Single by Playahitty
- Released: 28 July 1994
- Genre: Eurodance
- Length: 3:44
- Label: Conte Max Music
- Songwriters: Emanuele Asti; Stefano Carrara;
- Producer: Emanuele Asti

Playahitty singles chronology
|  | "The Summer is Magic" (1994) | "1-2-3! (Train with Me)" (1995) |

= The Summer Is Magic =

1994 song by Italian group Playahitty

"The Summer Is Magic" is a song by Italian Eurodance group Playahitty, released in July 1994 by label Conte Max Music as their debut single. The lead vocals are performed by Italian singer Giovanna Bersola (a.k.a. Jenny B), as she did for the 1993 hit "The Rhythm of the Night" by Corona. This led to the mistaken belief that "The Summer Is Magic" was another hit song by Corona. The song hit the charts in the summer and autumn of 1994 in several countries of Continental Europe, such as Italy, where it reached number two on the Top 40 singles chart. It reached the top 40 also in Argentina, Austria, Brazil, Colombia, Denmark, France, Germany, Mexico, the Netherlands, Spain, Sweden and Switzerland. The song was released in the United States in August 1996. A partly black-and-white music video was produced to promote the single, but it didn't feature Bersola, due to her stage fright.

==Critical reception==
Pan-European magazine Music & Media wrote, "Just at the moment when summer is over, this Euro dance single with the voice of Corona brings back memories of your holiday in Italy better than any photo album could ever do."

Record list ->
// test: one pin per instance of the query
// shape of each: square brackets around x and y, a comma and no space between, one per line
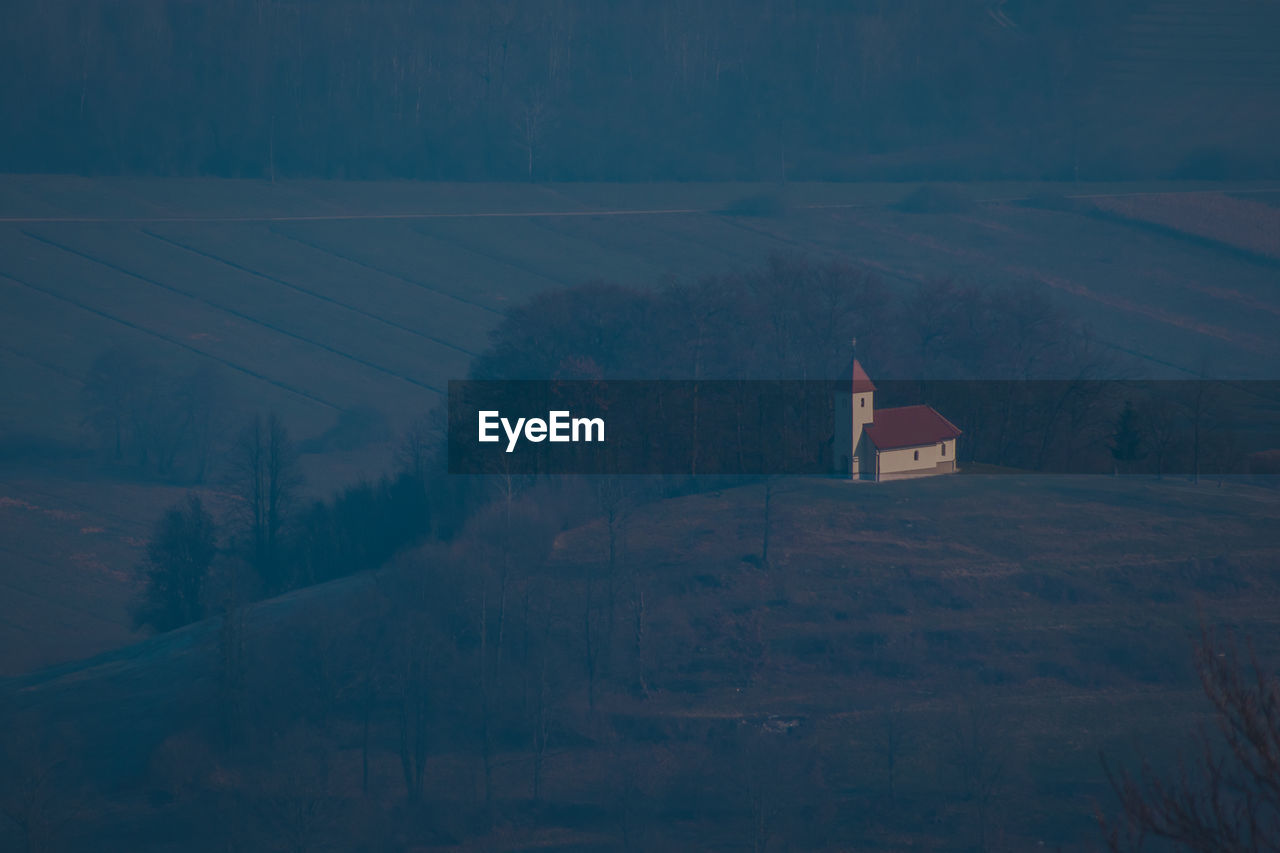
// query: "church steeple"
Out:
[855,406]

---

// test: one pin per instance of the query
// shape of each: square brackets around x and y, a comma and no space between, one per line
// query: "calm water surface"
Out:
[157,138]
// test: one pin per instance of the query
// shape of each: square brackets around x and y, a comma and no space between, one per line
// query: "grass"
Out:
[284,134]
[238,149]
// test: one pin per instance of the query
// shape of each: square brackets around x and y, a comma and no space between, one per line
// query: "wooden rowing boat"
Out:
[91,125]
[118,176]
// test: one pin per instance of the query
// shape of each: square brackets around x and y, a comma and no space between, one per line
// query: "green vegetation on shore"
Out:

Job 1 -> In the article on "The Summer Is Magic," what position did the song reach on the Italian Top 40 singles chart?
Job 2 -> Write the next part of the article on "The Summer Is Magic," picking up after its final sentence.
The records come from a different source than the text.

Expected answer 1 -> Number two.

Expected answer 2 ->
==Chart performance==
"The Summer Is Magic" was a notable hit on the charts in Europe, peaking at number two in Italy and becoming a top-20 hit in Austria (14), Denmark (17), Spain (15) and Switzerland (12). In Italy, it stayed as number two for two weeks, being kept from the number-one position by Youssou N'Dour & Neneh Cherry's "7 Seconds". It spent a total of 15 weeks within the Musica e dischi singles chart. Additionally, "The Summer is Magic" entered the top 40 in the Netherlands (36), France (36), Germany (39) and Sweden (37), as well as on the Eurochart Hot 100, where it reached number 36 in September 1994, in its sixth week on the chart. On the European Dance Radio Chart, it peaked at number 10, becoming the 10th most-played dance song on European radio that week. However, the song did not chart on the UK Singles Chart. Outside Europe, it was successful in Israel, peaking at number seven on 25 October 1994, and in Canada, where it hit number eight on the RPM Dance/Urban chart. "The Summer Is Magic" also charted in Argentina, Brazil, Colombia and Mexico.

==Track listings==

- 7" single, Germany (1994)
1. "The Summer is Magic" (Radio Mix) — 3:44
2. "The Summer is Magic" (Acappella) — 3:39

- 12" single, Italy (1994)
3. "The Summer is Magic" (Gambrinus Club Mix) — 5:20
4. "The Summer is Magic" (Acappella) — 3:39
5. "The Summer is Magic" (Copa Cabana Beach Mix) — 5:31
6. "The Summer is Magic" (Radio Mix) — 3:44

- CD single, France & Benelux (1994)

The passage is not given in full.